> Stated goal A:
Copy, word for word, the stretch of the podcast transcript that starts with the words "Jack Wrighton - 03:13" and ends with "come later on?".
> Stated goal B:
In the podcast transcript, which two magazines does Georgina Moore name when she talks about asking authors for 2000-word short stories?
> Stated goal C:
Pick up the podcast transcript after its last line and keep it going.

> Excerpted text:
>> Start
Jack Wrighton - 02:22
That's the whole thing that you know, when you're when you're in one position, it's kind of easy to be like, Oh, you need to do this, you need to do that. And then when you find yourself kind of like,
Georgina Moore - 02:31
I know! Oh, my goodness, like, what am I doing? But also, I just realised I'm so seeing things now from the author's point of view, because very often someone really annoying, like me, crops up on the phone and says to someone, look could you just write 2000 words for My Weekly or Good Housekeeping for a short story and think that it's just you know quite an easy thing to do and now people are asking me to do that and I'm like, that is quite a big deal to you know when you've written a novel but it doesn't necessarily mean you're going to know how to write a short story for example or write a journalistic piece so I'm sort of now seeing things from the other side and realize how annoying I've been all these years.
Jack Wrighton - 03:13
Now on the podcast one thing we always love to do is talk to people about the books that they've loved, the books that have kind of shaped them and we always like to sort of start by going back to the past, going back to your childhood. What was that like for young Georgina and you know were you a reader or did reading come later on?
Georgina Moore - 03:35
Oh no I was always a reader. I look at my children now and I just, I feel very sad and sorry that there are so many other distractions that pull them away from reading because I didn't have any of that and I was properly bookish and I was thinking about the reading I did as a child and so many books are still so familiar to me. But I was wondering if that's because I revisited them all with my kids by reading them to them. So it's kind of that skew slightly. But I do really feel that I remember all the Janet and Alan Alberg books. So things like, when I came back to read to my children, Each Peach Pear Plum or Peepo or any of those, they just, I don't know whether it's sort of, it's something about the rhyming, isn't it?
>> End
> Recorded information:
>> Start
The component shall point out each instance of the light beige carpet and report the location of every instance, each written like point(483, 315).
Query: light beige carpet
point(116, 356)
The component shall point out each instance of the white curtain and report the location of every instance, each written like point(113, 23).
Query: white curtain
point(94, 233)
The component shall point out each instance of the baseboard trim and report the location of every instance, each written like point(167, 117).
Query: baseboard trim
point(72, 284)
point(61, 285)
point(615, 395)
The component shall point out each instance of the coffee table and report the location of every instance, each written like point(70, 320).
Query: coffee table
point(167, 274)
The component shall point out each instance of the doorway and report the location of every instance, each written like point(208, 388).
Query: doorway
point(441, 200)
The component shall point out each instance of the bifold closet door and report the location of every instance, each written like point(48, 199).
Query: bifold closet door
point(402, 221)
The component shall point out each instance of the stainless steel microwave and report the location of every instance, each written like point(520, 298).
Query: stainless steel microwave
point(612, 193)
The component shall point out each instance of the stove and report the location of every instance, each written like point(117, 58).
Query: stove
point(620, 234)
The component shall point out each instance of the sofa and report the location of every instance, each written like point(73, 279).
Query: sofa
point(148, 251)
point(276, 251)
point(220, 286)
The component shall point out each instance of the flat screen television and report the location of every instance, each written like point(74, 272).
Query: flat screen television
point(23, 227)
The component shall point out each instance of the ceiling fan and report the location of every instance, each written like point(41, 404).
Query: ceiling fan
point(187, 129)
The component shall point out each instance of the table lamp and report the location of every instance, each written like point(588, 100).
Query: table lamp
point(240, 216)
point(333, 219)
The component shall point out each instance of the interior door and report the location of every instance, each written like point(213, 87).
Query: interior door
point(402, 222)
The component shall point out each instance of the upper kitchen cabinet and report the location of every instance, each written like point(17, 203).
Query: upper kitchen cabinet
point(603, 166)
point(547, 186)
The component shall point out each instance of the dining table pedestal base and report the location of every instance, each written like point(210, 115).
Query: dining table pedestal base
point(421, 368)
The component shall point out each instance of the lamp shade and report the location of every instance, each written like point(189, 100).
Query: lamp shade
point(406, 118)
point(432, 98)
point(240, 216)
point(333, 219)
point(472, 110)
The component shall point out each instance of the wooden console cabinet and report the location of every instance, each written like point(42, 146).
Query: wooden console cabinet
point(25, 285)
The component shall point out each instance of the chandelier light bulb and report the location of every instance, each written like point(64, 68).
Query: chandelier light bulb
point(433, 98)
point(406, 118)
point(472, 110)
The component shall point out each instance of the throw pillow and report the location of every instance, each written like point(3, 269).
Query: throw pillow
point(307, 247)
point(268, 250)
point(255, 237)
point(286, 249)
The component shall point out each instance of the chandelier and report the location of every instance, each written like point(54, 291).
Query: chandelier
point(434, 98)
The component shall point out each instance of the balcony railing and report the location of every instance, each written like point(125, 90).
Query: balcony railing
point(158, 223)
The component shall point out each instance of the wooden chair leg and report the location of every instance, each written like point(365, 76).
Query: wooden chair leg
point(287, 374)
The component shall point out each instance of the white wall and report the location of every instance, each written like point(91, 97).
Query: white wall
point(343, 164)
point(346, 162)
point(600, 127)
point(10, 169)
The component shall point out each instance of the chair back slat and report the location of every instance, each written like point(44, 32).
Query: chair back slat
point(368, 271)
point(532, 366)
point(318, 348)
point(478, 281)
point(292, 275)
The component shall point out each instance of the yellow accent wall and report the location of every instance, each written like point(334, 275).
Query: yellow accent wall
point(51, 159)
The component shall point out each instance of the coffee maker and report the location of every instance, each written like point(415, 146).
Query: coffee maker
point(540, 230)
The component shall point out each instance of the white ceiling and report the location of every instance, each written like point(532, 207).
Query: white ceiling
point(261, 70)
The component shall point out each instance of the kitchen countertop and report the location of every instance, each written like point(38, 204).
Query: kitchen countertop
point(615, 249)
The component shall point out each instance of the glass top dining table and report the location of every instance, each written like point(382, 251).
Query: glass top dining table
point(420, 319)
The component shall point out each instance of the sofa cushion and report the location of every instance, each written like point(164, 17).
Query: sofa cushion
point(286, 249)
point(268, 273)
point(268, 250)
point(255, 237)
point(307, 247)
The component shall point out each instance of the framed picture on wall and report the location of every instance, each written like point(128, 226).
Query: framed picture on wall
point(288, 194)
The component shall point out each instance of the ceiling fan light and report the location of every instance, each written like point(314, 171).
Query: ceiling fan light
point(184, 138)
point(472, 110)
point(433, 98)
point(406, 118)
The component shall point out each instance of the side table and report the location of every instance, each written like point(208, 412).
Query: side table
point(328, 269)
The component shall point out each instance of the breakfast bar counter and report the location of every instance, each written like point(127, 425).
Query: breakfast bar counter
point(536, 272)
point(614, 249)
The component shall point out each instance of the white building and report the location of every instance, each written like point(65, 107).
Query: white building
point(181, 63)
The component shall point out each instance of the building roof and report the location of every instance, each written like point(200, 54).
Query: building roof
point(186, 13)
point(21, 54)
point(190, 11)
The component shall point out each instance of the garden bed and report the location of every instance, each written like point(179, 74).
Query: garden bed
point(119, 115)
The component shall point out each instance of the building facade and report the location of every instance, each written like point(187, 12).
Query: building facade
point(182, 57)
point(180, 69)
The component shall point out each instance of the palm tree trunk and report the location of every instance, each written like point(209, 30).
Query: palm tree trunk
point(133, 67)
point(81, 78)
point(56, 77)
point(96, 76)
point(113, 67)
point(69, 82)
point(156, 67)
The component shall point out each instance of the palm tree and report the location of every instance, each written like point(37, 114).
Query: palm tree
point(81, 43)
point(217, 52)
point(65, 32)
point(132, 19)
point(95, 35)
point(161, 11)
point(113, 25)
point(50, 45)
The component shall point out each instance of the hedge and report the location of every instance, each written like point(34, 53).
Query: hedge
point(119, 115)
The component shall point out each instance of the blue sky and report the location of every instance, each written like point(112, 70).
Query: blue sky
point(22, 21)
>> End
> Task result A:
Jack Wrighton - 03:13
Now on the podcast one thing we always love to do is talk to people about the books that they've loved, the books that have kind of shaped them and we always like to sort of start by going back to the past, going back to your childhood. What was that like for young Georgina and you know were you a reader or did reading come later on?

> Task result B:
My Weekly and Good Housekeeping.

> Task result C:
04:20
And it's just in you and also the feeling you had at the end of Peepo when you suddenly get that shock. So I loved all those and there's one by the Albergs which I just was so desperate to go back to with my kids, which is Mrs. Wobble the Waitress, and it's just, it's absolutely brilliant. It's all about a waitress who's really bad. I think there was something about the chaotic Mrs. Wobble that really appealed to me and then the one probably that has one of the closest places in my heart is the Madeline books by Ludwig Bellomons, Bemelons… I don't actually know how I say his surname, but they are set in Paris and they're all about Madeline who goes to this sort of boarding school and they go out in pairs, they walk in pairs around Paris, and they've got the most beautiful drawings and they've made a film out of Madeline actually, she was always the naughty one. So she was always the one that would walk on on the sand, she'd walk on the bridge, and they'd be like, don't fall and she was always getting into adventures. And she just really staged me as a character.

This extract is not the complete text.